> _Exercise objective_: Please copy all of the items below word for word, keeping every line as it is.

Dataset excerpt
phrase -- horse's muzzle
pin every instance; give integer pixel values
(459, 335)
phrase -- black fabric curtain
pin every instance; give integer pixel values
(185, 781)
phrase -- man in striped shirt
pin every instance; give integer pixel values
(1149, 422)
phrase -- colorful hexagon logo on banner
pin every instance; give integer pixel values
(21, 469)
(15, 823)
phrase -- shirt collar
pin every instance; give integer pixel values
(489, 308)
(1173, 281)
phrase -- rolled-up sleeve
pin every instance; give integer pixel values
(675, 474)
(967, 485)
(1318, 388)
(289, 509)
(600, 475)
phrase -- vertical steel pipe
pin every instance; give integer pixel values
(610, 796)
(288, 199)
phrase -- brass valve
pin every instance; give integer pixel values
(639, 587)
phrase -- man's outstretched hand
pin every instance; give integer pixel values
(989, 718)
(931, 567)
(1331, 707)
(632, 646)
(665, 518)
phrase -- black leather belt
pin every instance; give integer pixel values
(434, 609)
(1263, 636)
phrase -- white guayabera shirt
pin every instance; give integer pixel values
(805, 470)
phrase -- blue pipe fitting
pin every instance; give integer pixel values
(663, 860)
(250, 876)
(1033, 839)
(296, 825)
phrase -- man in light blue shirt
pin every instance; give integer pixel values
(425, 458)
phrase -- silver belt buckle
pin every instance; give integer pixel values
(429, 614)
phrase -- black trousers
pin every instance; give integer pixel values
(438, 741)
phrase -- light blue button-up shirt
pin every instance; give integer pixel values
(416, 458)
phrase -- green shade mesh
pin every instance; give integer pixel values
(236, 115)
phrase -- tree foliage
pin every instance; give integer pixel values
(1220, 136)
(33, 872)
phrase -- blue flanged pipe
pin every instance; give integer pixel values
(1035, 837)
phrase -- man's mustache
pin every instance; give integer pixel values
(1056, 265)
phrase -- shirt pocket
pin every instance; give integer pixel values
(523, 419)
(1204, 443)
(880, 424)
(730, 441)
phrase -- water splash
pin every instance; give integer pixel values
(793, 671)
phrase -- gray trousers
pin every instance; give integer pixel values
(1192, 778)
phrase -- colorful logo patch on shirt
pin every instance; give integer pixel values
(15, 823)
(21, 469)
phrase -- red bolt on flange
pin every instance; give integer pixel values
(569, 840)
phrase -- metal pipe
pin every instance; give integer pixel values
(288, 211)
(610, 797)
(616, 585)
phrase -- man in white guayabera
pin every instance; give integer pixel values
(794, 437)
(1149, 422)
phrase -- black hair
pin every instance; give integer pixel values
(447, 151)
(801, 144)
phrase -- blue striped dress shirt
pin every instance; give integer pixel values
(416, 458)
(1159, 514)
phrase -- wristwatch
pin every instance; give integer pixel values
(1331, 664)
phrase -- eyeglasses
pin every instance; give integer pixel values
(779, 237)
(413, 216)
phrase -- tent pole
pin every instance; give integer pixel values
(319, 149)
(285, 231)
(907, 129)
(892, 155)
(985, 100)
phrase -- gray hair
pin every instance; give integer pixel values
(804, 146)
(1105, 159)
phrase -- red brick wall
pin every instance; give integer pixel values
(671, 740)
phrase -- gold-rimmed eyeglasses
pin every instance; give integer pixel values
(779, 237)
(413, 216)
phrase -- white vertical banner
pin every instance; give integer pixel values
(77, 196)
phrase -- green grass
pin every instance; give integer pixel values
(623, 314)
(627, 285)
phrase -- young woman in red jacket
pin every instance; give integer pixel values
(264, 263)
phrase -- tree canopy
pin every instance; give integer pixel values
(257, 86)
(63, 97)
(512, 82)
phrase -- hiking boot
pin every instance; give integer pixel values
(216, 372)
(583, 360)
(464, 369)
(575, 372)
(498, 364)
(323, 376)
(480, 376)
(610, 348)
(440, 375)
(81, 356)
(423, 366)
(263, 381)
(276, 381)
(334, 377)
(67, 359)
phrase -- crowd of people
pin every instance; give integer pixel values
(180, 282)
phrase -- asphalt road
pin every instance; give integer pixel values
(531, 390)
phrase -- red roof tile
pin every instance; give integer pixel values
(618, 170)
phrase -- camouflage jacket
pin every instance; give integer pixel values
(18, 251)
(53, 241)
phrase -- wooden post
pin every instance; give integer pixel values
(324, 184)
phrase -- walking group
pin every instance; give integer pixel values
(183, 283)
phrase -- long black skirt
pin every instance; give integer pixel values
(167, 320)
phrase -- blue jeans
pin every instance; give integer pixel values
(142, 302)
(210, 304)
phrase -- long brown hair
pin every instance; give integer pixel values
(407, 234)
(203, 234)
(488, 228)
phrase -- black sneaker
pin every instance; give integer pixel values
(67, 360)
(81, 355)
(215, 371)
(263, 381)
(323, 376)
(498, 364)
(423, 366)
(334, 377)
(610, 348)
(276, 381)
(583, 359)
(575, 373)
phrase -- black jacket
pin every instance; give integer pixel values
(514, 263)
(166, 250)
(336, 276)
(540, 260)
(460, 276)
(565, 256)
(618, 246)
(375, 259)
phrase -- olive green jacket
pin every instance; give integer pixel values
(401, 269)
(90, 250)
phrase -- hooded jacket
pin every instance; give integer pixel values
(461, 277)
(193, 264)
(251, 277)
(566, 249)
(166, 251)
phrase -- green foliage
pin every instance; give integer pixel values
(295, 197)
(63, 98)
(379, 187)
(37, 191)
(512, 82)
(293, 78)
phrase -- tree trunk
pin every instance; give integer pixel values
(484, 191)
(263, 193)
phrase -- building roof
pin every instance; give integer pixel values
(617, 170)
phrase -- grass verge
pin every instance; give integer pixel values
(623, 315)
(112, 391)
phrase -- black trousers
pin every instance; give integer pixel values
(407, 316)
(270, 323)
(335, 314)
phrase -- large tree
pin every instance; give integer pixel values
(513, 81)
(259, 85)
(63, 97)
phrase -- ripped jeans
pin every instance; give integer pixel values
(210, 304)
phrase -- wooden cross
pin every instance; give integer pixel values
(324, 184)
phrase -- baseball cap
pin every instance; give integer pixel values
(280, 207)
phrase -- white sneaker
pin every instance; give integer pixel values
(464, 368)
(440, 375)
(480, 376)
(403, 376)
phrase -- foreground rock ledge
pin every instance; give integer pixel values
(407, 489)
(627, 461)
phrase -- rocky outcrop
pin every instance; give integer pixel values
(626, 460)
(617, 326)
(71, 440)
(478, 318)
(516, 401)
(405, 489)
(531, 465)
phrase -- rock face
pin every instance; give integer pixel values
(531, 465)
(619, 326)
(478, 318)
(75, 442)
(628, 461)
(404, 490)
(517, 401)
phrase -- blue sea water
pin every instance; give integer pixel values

> _The solution_:
phrase -- horse's muzzle
pin every instance; give integer pixel values
(459, 335)
phrase -- black fabric curtain
pin every instance; give integer pixel values
(185, 781)
phrase -- man in striped shirt
pin every instance; give integer pixel values
(1149, 422)
phrase -- colorful hexagon logo on banner
pin every instance; give integer pixel values
(21, 469)
(15, 823)
phrase -- shirt collar
pin every instance; give integer pixel values
(489, 308)
(1173, 281)
phrase -- rolled-up sleeve
pin every instance; give integer pixel values
(675, 474)
(967, 485)
(1318, 388)
(289, 509)
(600, 475)
phrase -- vertical steel pipe
pin every instance; give integer pixel values
(610, 796)
(288, 199)
phrase -- brass valve
pin every instance; give integer pixel values
(639, 587)
phrase -- man's outstretched hand
pin every instance; give integer pixel values
(989, 718)
(931, 567)
(1331, 707)
(632, 646)
(665, 518)
phrase -- black leather belt
pin every instance; give integer pixel values
(434, 609)
(1263, 636)
phrase -- white guayabera shirt
pin every instance; give integer pixel values
(805, 470)
phrase -- blue pipe fitting
pin every instance; give integer pixel values
(663, 860)
(250, 876)
(1033, 839)
(296, 825)
phrase -- man in light blue shirt
pin every instance; give integer pixel values
(425, 458)
phrase -- silver belt buckle
pin every instance; give integer pixel values
(429, 614)
phrase -- black trousers
pin every instance; give integer pixel values
(438, 741)
phrase -- light blue button-up shirt
pin every instance; give integer pixel values
(416, 458)
phrase -- green shade mesh
pin every instance; give integer pixel values
(236, 115)
phrase -- tree foliage
pin every instance; give integer pixel values
(1220, 136)
(33, 872)
phrase -- blue flanged pipe
pin every instance; give integer pixel values
(1035, 837)
phrase -- man's mustache
pin every instance; give integer pixel values
(1056, 265)
phrase -- shirt pocket
pin every instance; give integer pixel values
(523, 419)
(1204, 443)
(880, 424)
(730, 441)
phrase -- water splash
pin every instance; give integer pixel values
(793, 671)
phrase -- gray trousers
pin every instance; give integer pixel values
(1192, 778)
phrase -- colorful logo patch on shirt
pin every instance; give integer pixel values
(15, 823)
(21, 469)
phrase -- red bolt on flange
pin every instance; give integer pixel values
(569, 840)
phrase -- metal pipe
pin every instance; give integer pixel values
(288, 211)
(610, 797)
(616, 585)
phrase -- man in white guayabera
pin every instance; give integer pixel values
(794, 437)
(1149, 422)
phrase -- black hair
pin every instance; give integer pixel values
(447, 151)
(801, 144)
phrase -- blue striped dress shirt
pin every instance; give integer pixel values
(416, 458)
(1159, 514)
phrase -- wristwatch
pin every instance; give integer pixel values
(1331, 664)
phrase -- eyeglasses
pin every instance; give integer pixel values
(779, 237)
(413, 216)
phrase -- tent pole
pin every instance; give integer pixel values
(319, 149)
(285, 231)
(907, 129)
(892, 155)
(985, 100)
phrase -- gray hair
pin every instance; give integer pixel values
(804, 146)
(1105, 159)
phrase -- red brick wall
pin every instance; give integer pixel values
(671, 740)
phrase -- gold-rimmed eyeglasses
pin every instance; give integer pixel values
(779, 237)
(413, 216)
phrase -- white vertical banner
pin every instance; give integer pixel values
(77, 196)
phrase -- green grass
pin every instance; give integer pixel values
(623, 314)
(627, 285)
phrase -- young woman in red jacket
pin every instance; give integer pixel values
(264, 263)
phrase -- tree canopy
pin every instance; give integer pixel values
(257, 86)
(63, 97)
(512, 82)
phrase -- hiking boot
pin every instance; give integer pixel values
(216, 372)
(583, 360)
(464, 369)
(575, 372)
(498, 364)
(323, 376)
(480, 376)
(610, 348)
(440, 375)
(81, 356)
(423, 366)
(263, 381)
(276, 381)
(334, 377)
(67, 359)
phrase -- crowd of people
pin every instance; give integer pixel values
(180, 282)
phrase -- asphalt road
pin every instance; give integer pixel values
(531, 390)
phrase -- red roof tile
pin every instance; give integer pixel values
(618, 170)
phrase -- camouflage jacket
pin every instance; give integer pixel values
(18, 251)
(53, 241)
phrase -- wooden post
pin every instance; give integer pixel values
(324, 184)
phrase -- walking group
pin every instance; give integer pixel values
(183, 283)
phrase -- long black skirt
pin every instance; give integer pixel values
(167, 320)
phrase -- blue jeans
pin every instance; give integer pixel values
(142, 302)
(210, 304)
phrase -- long brown hair
pin every instance; give integer pixel values
(407, 234)
(203, 234)
(488, 228)
phrase -- black sneaker
pin every instance; give integer pixel values
(67, 360)
(81, 355)
(215, 371)
(263, 381)
(323, 376)
(498, 364)
(423, 366)
(334, 377)
(610, 348)
(276, 381)
(583, 359)
(575, 373)
phrase -- black jacket
pin every instance; give integer pixel values
(514, 263)
(166, 250)
(336, 276)
(540, 260)
(460, 276)
(565, 256)
(618, 246)
(375, 259)
phrase -- olive green jacket
pin every instance; give integer pixel values
(401, 269)
(90, 250)
phrase -- hooded jacket
pin every instance; give integer pixel values
(461, 277)
(193, 264)
(251, 277)
(566, 249)
(166, 251)
phrase -- green foliage
pin every instance; give integer pixel values
(295, 197)
(63, 98)
(379, 187)
(37, 191)
(512, 82)
(293, 78)
phrase -- tree trunk
pin every instance; give integer pixel values
(484, 191)
(263, 193)
phrase -- building roof
pin every instance; give integer pixel values
(617, 170)
phrase -- grass verge
pin every instance; give integer pixel values
(623, 315)
(112, 391)
phrase -- black trousers
pin every instance; give integer pixel values
(407, 316)
(270, 323)
(335, 314)
phrase -- large tree
pin every instance; give integer pixel values
(513, 81)
(259, 85)
(63, 97)
phrase -- ripped jeans
pin every instance; give integer pixel values
(210, 304)
phrase -- wooden cross
pin every instance; give integer pixel values
(324, 184)
phrase -- baseball cap
pin every instance; give integer pixel values
(280, 207)
phrase -- white sneaker
pin every instance; give integer pixel values
(464, 368)
(440, 375)
(480, 376)
(403, 376)
phrase -- foreground rock ledge
pin every instance; give integer pixel values
(407, 489)
(627, 461)
phrase -- rocky outcrop
pin every instance; give integer pixel values
(626, 460)
(617, 326)
(71, 440)
(478, 318)
(516, 401)
(405, 489)
(531, 465)
phrase -- rock face
pin every instance; give integer pixel values
(531, 465)
(619, 326)
(478, 318)
(75, 442)
(628, 461)
(404, 490)
(517, 401)
phrase -- blue sea water
pin every instance; give integer pixel values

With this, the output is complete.